Exceptions to Special Master's report sustained, and case
remanded.
REHNQUIST, J., delivered the opinion of the Court, in which
BURGER C.J., and BRENNAN, WHITE, BLACKMUN, POWELL, and STEVENS,
JJ., joined. STEWART and MARSHALL, JJ., filed a dissenting
statement,
post, p.
444 U. S.
393.
Page 444 U. S. 381
MR. JUSTICE REHNQUIST delivered the opinion of the Court.
Invoking this Court's original jurisdiction, the State of Idaho
brought suit against the States of Oregon and Washington to secure
equitable apportionment of various runs of anadromous fish
migrating between spawning grounds in Idaho and the Pacific Ocean.
We granted Idaho leave to file its complaint, but left open the
questions whether that complaint stated a claim upon which relief
may be granted and whether the United States was an indispensable
party to the action.
429 U. S. 163
(1976). We later referred the action to a Special Master. 431 U.S.
952 (1977). On February 2, 1979, the Special Master recommended
that Idaho's action be dismissed for failure to join the United
States, but that the dismissal be without prejudice to Idaho's
right to refile its suit at some later date if it is wholly unable
to obtain a
Page 444 U. S. 382
remedy though negotiation with Oregon and Washington. Idaho has
filed exceptions to that recommendation.
I
The Snake River rises in northwest Wyoming and flows across
southern Idaho, eventually turning northward and forming the
boundary between Idaho and Oregon for approximately 165 miles and
between Idaho and Washington for approximately 30 miles. It then
turns westward and enters Washington, whence it proceeds for
approximately 100 miles to its confluence with the Columbia River.
The Columbia River rises in British Columbia and flows southward
through eastern Washington to its confluence with the Snake River.
Just below that confluence, it turns westward, forming the boundary
between Oregon and Washington until it empties into the Pacific
Ocean 270 miles downstream.
Numerous species of anadromous fish spawn in the gravel bars of
the Columbia/Snake River System. After remaining in their hatch
area for approximately two years, these fish migrate downstream to
the Pacific Ocean, where they spend anywhere from one to four
years. Near the end of their life cycle, the anadromous fish return
to the Columbia River and migrate upstream toward the waters of
their origin to spawn. At issue in the present case are three
particular runs of anadromous fish: spring chinook salmon, summer
chinook salmon, and steelhead trout. To a significant extent, these
three runs originate in, and would return to, spawning grounds
within the State of Idaho.

## Dataset section
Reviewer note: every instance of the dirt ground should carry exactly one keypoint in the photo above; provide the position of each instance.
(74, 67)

## Given exercise
List the three runs of anadromous fish that the court opinion near the top of the page says are at issue in the case.

## Solution to the exercise
Spring chinook salmon, summer chinook salmon, and steelhead trout.